Aim: Give the entries back exactly, dropping each image.

Dataset excerpts on object pointing
++++++++++

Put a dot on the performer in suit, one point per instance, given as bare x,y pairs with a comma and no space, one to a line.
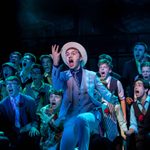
78,110
139,117
18,117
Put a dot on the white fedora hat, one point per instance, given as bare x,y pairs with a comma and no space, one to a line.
77,46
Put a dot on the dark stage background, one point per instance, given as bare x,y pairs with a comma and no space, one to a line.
102,26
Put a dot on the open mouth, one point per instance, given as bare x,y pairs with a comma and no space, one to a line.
24,64
137,91
53,104
71,63
10,91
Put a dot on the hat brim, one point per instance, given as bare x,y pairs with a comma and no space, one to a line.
77,46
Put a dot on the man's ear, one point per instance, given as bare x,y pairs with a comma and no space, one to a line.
146,90
110,70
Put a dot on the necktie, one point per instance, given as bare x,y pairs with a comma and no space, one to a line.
17,113
76,78
111,128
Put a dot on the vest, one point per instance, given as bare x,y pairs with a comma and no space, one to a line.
143,125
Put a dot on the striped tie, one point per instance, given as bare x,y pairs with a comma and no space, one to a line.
110,125
17,113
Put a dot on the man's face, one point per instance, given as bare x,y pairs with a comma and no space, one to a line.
14,58
138,52
26,61
146,73
104,70
7,71
13,88
36,75
46,63
139,90
73,58
55,100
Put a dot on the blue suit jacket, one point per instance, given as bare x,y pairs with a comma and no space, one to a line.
27,110
89,84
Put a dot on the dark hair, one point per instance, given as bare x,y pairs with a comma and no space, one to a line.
105,61
143,44
17,53
39,67
13,78
105,56
33,57
10,64
145,64
45,56
145,82
57,92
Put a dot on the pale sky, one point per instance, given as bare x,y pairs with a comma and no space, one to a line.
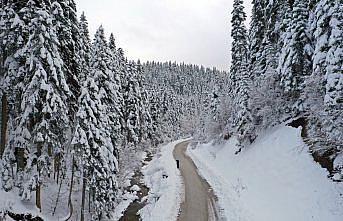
190,31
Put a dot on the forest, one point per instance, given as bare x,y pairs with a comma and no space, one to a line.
77,114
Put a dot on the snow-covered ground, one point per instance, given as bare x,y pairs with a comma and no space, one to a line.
273,179
165,183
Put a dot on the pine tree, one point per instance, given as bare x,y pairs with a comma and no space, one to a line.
295,61
65,21
239,68
334,59
43,118
85,48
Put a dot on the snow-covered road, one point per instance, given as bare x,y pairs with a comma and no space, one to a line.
199,202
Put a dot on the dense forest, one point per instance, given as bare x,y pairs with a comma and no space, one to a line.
76,114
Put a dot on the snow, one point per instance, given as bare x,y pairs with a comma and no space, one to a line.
165,183
124,203
273,179
9,201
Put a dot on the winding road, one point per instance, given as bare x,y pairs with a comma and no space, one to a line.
199,202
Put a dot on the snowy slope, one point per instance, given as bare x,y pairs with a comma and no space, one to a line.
273,179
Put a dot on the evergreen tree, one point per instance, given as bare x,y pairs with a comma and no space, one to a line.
43,118
239,68
85,48
295,60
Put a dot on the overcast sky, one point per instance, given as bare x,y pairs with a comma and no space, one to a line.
193,31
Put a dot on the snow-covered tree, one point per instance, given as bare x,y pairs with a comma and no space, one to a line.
295,61
44,113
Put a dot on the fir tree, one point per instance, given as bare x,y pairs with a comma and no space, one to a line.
43,120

++++++++++

The reply:
Put a dot on the performer in suit, one point per instance, given as bare x,y pairs with a comma and no space, one to a line.
78,110
139,117
18,117
Put a dot on the white fedora hat, one point per instance, given as bare x,y pairs with a comma and no space, one to a line.
77,46
Put a dot on the dark stage background, one point per instance, given as bare x,y pairs with a comma and no space, one to a line.
102,26
Put a dot on the open mouth, one point per instance, given as bare x,y pairs with a comma and no space, one to a line.
24,64
137,91
53,104
71,63
10,91
Put a dot on the hat brim, one point per instance, given as bare x,y pairs with a comma and no space, one to a line.
77,46
Put a dot on the man's ear, one point per instance, given as bare x,y pairs with a comma and no space, one to a line.
146,90
110,70
Put a dot on the necktie, one point per instance, given as bare x,y pairs with a comma and no space, one to a line.
17,113
76,78
111,128
Put a dot on the vest, one point per instance, given as bare x,y pairs with a comma and no space, one to a line.
143,125
Put a dot on the striped tie, one point per instance, given as bare x,y pairs with a comma and no space, one to a line.
110,125
17,113
Put a dot on the man's face, one point per instance, given as bare x,y pairs with a comma and no space, one to a line.
14,58
138,52
26,61
146,73
104,70
7,71
13,88
36,75
46,63
139,90
73,58
55,100
Put a dot on the blue suit jacket, one point per instance, given as bare x,y pairs with a comma and no space, one to a line.
27,110
89,84
Put a dot on the dark hair, one point per instance, given as bare x,y pairs with a comma and no space, one to a line.
105,61
143,44
17,53
39,67
13,78
105,56
33,57
10,64
145,64
45,56
145,82
57,92
Put a dot on the pale sky, one point per instance, given as bare x,y pairs with a comma and no space, one to a line.
190,31
Put a dot on the forest, one point per instance, given as bare x,y pairs with a comma and no space, one to a line.
77,114
Put a dot on the snow-covered ground, one point per instance, given as bare x,y pairs with a comma and no space, one to a line.
273,179
165,183
Put a dot on the pine tree, one point per instance, given as bare x,y pairs with a comma and no space, one to a line.
295,61
65,21
239,68
334,59
43,118
85,48
Put a dot on the snow-covered road, one point per instance, given as bare x,y pairs with a comma and no space, one to a line.
199,202
Put a dot on the dense forest, one point per instance, given as bare x,y pairs with a comma and no space, one to a line.
76,114
Put a dot on the snow, one point per instance, given as bare x,y pairs with a comma and no space, one to a line.
165,183
124,203
273,179
9,201
Put a dot on the winding road, one point per instance, given as bare x,y pairs with a comma and no space, one to a line.
199,202
Put a dot on the snowy slope, one point per instance, given as bare x,y pairs with a comma and no space, one to a line.
273,179
Put a dot on the evergreen tree, one point per instance, given as bare x,y pairs with a comma and no space, one to a line.
43,118
239,68
85,48
295,60
Put a dot on the overcast sky, one point per instance, given as bare x,y pairs with a comma and no space, one to a line.
193,31
Put a dot on the snow-covered tree, one point per instance, given as bare x,y pairs with a comma and no space, one to a line.
295,61
44,113
Put a dot on the fir tree, one point per instance, given as bare x,y pairs with a comma and no space, one to a line.
43,120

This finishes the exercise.